AIM OF THE EXERCISE - Reproduce each of the following rows word for word, with no changes.

[Extracted data entries]
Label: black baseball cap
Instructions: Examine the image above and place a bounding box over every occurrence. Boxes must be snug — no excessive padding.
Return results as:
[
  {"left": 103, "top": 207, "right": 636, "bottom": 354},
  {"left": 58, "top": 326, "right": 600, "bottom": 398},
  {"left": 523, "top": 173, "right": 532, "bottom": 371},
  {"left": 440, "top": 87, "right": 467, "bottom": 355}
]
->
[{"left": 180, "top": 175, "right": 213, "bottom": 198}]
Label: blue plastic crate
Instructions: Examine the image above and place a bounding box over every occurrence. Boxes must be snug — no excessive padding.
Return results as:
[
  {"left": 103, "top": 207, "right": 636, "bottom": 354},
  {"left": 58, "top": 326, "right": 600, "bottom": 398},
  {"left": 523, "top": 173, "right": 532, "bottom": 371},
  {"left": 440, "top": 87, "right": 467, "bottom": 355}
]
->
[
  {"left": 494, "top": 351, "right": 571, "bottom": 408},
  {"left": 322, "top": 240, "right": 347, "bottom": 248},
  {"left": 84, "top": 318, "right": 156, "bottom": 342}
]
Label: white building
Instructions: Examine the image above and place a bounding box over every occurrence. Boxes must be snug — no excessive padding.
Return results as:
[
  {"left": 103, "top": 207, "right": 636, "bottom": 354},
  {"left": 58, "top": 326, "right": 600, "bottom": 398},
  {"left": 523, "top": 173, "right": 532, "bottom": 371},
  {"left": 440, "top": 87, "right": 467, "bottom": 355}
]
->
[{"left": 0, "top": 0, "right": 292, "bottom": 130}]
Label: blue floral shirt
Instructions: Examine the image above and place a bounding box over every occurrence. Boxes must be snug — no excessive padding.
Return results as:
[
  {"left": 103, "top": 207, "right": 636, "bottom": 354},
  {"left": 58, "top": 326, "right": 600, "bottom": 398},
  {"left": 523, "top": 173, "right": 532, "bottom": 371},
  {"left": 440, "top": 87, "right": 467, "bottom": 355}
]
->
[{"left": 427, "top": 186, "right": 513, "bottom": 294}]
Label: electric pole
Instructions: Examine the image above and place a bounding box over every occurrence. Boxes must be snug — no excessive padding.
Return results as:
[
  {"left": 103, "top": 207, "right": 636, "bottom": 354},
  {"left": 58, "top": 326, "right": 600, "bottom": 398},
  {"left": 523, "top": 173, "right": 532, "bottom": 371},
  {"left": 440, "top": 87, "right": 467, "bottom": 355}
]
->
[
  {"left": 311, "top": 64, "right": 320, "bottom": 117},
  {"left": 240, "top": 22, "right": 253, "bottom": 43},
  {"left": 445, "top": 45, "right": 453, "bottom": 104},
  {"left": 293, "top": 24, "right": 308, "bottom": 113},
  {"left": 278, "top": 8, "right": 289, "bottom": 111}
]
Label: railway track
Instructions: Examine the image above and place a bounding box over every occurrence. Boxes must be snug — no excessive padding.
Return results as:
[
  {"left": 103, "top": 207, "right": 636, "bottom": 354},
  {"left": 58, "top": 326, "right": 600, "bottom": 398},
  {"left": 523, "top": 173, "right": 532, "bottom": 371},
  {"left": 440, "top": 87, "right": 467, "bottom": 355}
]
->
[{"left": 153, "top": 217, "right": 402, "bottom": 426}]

OUTPUT OF THE EXERCISE -
Label: black baseball cap
Instructions: Examine the image above and place a bounding box over every occurrence. Boxes must be snug — no excessive padding.
Return results as:
[
  {"left": 103, "top": 207, "right": 636, "bottom": 354},
  {"left": 58, "top": 326, "right": 600, "bottom": 398},
  {"left": 523, "top": 173, "right": 532, "bottom": 371},
  {"left": 440, "top": 87, "right": 467, "bottom": 355}
]
->
[{"left": 180, "top": 175, "right": 213, "bottom": 198}]
Label: blue plastic crate
Instructions: Examine the image above and place a bounding box over every occurrence. Boxes must be snug — no excessive padding.
Return results as:
[
  {"left": 103, "top": 207, "right": 636, "bottom": 354},
  {"left": 58, "top": 326, "right": 600, "bottom": 398},
  {"left": 523, "top": 173, "right": 532, "bottom": 371},
  {"left": 440, "top": 87, "right": 467, "bottom": 355}
]
->
[
  {"left": 494, "top": 351, "right": 571, "bottom": 408},
  {"left": 322, "top": 240, "right": 347, "bottom": 248},
  {"left": 84, "top": 318, "right": 156, "bottom": 342}
]
Label: white building
Instructions: Examine the image above and place a bounding box over every occurrence. Boxes must be snug — no excessive padding.
Return results as:
[
  {"left": 103, "top": 207, "right": 636, "bottom": 354},
  {"left": 58, "top": 326, "right": 600, "bottom": 398},
  {"left": 523, "top": 173, "right": 532, "bottom": 371},
  {"left": 440, "top": 87, "right": 467, "bottom": 355}
]
->
[{"left": 0, "top": 0, "right": 292, "bottom": 130}]
Label: blue floral shirt
Instructions: Examine the image above and place a bounding box over every occurrence. Boxes must be snug — no excessive padding.
Return results as:
[
  {"left": 103, "top": 207, "right": 636, "bottom": 354},
  {"left": 58, "top": 326, "right": 600, "bottom": 398},
  {"left": 523, "top": 173, "right": 532, "bottom": 371},
  {"left": 440, "top": 87, "right": 467, "bottom": 355}
]
->
[{"left": 427, "top": 186, "right": 513, "bottom": 294}]
Label: electric pole
Instructions: Examine the image above and place a bounding box over every occurrence. Boxes must be snug — no excessive padding.
Return results as:
[
  {"left": 103, "top": 207, "right": 636, "bottom": 354},
  {"left": 58, "top": 326, "right": 600, "bottom": 398},
  {"left": 523, "top": 173, "right": 532, "bottom": 371},
  {"left": 440, "top": 87, "right": 467, "bottom": 355}
]
->
[
  {"left": 311, "top": 64, "right": 320, "bottom": 117},
  {"left": 240, "top": 22, "right": 253, "bottom": 43},
  {"left": 445, "top": 45, "right": 453, "bottom": 104},
  {"left": 293, "top": 24, "right": 308, "bottom": 113},
  {"left": 278, "top": 8, "right": 289, "bottom": 111}
]
Label: railway track
Instructions: Examine the image above and place a bounding box over every occurrence. Boxes must be snug — no excessive padding.
Return results as:
[
  {"left": 103, "top": 207, "right": 636, "bottom": 354},
  {"left": 58, "top": 326, "right": 600, "bottom": 398},
  {"left": 523, "top": 173, "right": 532, "bottom": 371},
  {"left": 440, "top": 87, "right": 467, "bottom": 355}
]
->
[{"left": 153, "top": 217, "right": 402, "bottom": 426}]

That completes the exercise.